[DATA FOR PROCESSING Boundary: Start]

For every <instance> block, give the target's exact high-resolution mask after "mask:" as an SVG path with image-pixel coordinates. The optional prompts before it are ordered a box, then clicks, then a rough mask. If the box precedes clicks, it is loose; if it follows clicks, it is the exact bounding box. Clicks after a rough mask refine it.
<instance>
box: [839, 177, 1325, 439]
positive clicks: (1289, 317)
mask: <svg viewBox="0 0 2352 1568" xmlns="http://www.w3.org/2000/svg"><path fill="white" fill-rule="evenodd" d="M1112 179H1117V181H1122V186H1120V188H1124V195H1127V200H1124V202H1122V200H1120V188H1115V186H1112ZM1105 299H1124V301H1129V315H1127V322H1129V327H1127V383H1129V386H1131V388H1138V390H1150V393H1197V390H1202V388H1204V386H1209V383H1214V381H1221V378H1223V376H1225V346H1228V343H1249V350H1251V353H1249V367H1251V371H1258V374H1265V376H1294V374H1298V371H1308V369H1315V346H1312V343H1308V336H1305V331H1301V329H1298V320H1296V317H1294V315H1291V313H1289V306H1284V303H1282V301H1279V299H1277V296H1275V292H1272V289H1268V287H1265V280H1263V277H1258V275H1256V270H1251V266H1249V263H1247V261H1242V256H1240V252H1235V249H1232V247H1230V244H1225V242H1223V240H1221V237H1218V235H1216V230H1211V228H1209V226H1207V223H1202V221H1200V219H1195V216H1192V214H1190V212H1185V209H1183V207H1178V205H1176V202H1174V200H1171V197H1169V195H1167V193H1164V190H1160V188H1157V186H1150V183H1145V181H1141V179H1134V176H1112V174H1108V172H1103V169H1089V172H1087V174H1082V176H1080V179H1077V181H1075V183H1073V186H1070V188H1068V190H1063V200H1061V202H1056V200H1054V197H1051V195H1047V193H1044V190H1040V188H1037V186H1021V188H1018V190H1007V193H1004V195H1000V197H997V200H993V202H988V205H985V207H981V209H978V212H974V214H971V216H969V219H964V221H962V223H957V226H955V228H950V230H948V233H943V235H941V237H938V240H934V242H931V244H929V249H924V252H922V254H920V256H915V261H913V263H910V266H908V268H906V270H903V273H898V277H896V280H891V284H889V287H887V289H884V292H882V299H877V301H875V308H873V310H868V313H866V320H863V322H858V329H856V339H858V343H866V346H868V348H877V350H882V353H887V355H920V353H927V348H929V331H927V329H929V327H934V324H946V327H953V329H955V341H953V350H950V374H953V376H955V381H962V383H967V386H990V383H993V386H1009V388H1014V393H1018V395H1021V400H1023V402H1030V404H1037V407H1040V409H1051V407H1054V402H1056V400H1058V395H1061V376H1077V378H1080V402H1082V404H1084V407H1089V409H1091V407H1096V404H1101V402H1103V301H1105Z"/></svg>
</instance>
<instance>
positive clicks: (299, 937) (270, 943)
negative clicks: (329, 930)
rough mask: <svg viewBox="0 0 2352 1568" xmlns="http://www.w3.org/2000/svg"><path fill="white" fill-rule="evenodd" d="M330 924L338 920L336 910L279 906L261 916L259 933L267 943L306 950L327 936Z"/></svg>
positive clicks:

[DATA FOR PROCESSING Boundary: End]

Each line of the data is to be transcribed exactly, with nothing left out.

For every <instance> block, give the target's exact high-resolution mask after "mask:" as an SVG path with image-pixel coordinates. The optional prompts before it are ordered a box, then clicks, then a rough mask. If the box precedes clicks, it is loose; if it follows clicks, it is the exact bounding box. Clicks after a rough mask refine it.
<instance>
box: [839, 177, 1325, 439]
positive clicks: (1289, 317)
mask: <svg viewBox="0 0 2352 1568" xmlns="http://www.w3.org/2000/svg"><path fill="white" fill-rule="evenodd" d="M1112 179H1117V181H1122V186H1120V188H1124V195H1127V200H1124V202H1122V200H1120V188H1115V186H1112ZM1105 299H1124V301H1129V315H1127V322H1129V327H1127V383H1129V386H1131V388H1138V390H1150V393H1197V390H1202V388H1204V386H1209V383H1214V381H1221V378H1223V376H1225V346H1228V343H1249V350H1251V353H1249V367H1251V371H1258V374H1265V376H1294V374H1298V371H1308V369H1315V346H1312V343H1308V336H1305V331H1301V329H1298V320H1296V317H1294V315H1291V313H1289V306H1284V303H1282V301H1279V299H1277V296H1275V292H1272V289H1268V287H1265V280H1263V277H1258V275H1256V270H1251V266H1249V263H1247V261H1242V256H1240V252H1235V249H1232V247H1230V244H1225V242H1223V240H1221V237H1218V235H1216V230H1211V228H1209V226H1207V223H1202V221H1200V219H1195V216H1192V214H1190V212H1185V209H1183V207H1178V205H1176V202H1174V200H1171V197H1169V195H1167V193H1164V190H1160V188H1157V186H1150V183H1145V181H1141V179H1134V176H1112V174H1108V172H1103V169H1089V172H1087V174H1082V176H1080V179H1077V181H1075V183H1073V186H1070V188H1068V190H1063V200H1061V202H1056V200H1054V197H1051V195H1047V193H1044V190H1040V188H1037V186H1021V188H1018V190H1007V193H1004V195H1000V197H997V200H993V202H988V205H985V207H981V209H978V212H974V214H971V216H969V219H964V221H962V223H957V226H955V228H950V230H948V233H943V235H941V237H938V240H934V242H931V244H929V249H924V252H922V254H920V256H915V261H913V263H910V266H908V268H906V270H903V273H898V277H896V280H891V284H889V287H887V289H884V292H882V299H877V301H875V308H873V310H868V313H866V320H863V322H858V329H856V339H858V343H866V346H868V348H877V350H882V353H887V355H920V353H927V348H929V331H927V329H929V327H934V324H946V327H953V329H955V341H953V350H950V374H953V376H955V381H962V383H967V386H990V383H993V386H1009V388H1014V393H1018V395H1021V400H1023V402H1030V404H1037V407H1040V409H1051V407H1054V402H1056V400H1058V395H1061V376H1077V378H1080V402H1082V404H1084V407H1089V409H1091V407H1096V404H1101V402H1103V301H1105Z"/></svg>
</instance>
<instance>
positive clicks: (299, 937) (270, 943)
negative clicks: (329, 930)
rough mask: <svg viewBox="0 0 2352 1568" xmlns="http://www.w3.org/2000/svg"><path fill="white" fill-rule="evenodd" d="M330 924L338 920L336 910L279 906L261 916L259 933L267 943L306 950L327 936Z"/></svg>
positive clicks:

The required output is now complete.